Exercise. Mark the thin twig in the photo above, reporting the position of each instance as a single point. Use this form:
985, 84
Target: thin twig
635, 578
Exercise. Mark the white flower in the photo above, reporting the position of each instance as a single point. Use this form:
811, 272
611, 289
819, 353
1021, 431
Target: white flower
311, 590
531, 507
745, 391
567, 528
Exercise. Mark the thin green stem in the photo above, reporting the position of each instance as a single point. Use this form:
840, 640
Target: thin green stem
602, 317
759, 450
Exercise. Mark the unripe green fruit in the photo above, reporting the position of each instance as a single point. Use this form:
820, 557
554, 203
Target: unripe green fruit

• [Task] Can you repeat every one of the lines above word for word, leaving nothing out and changing nothing?

• [Exercise result]
Exercise. Mark the thin twig in the photo above, reporting the position of each instance as a single point. Use this form:
985, 84
Target: thin twig
635, 578
Exercise. Mark the white flower in the photo above, reporting the position of each instance as a single point. Use this form:
811, 272
611, 289
819, 353
1021, 431
Target: white flower
311, 590
531, 507
745, 391
567, 528
Exercise. Mark the thin green stem in the photo above, reporting the position of each instance as a single point. Use this form:
840, 640
Target: thin green stem
602, 317
759, 450
Exercise. Mark the unripe green fruit in the photo above, reporting the position of each instance as a single point. Use this form:
820, 557
554, 203
Target: unripe green fruit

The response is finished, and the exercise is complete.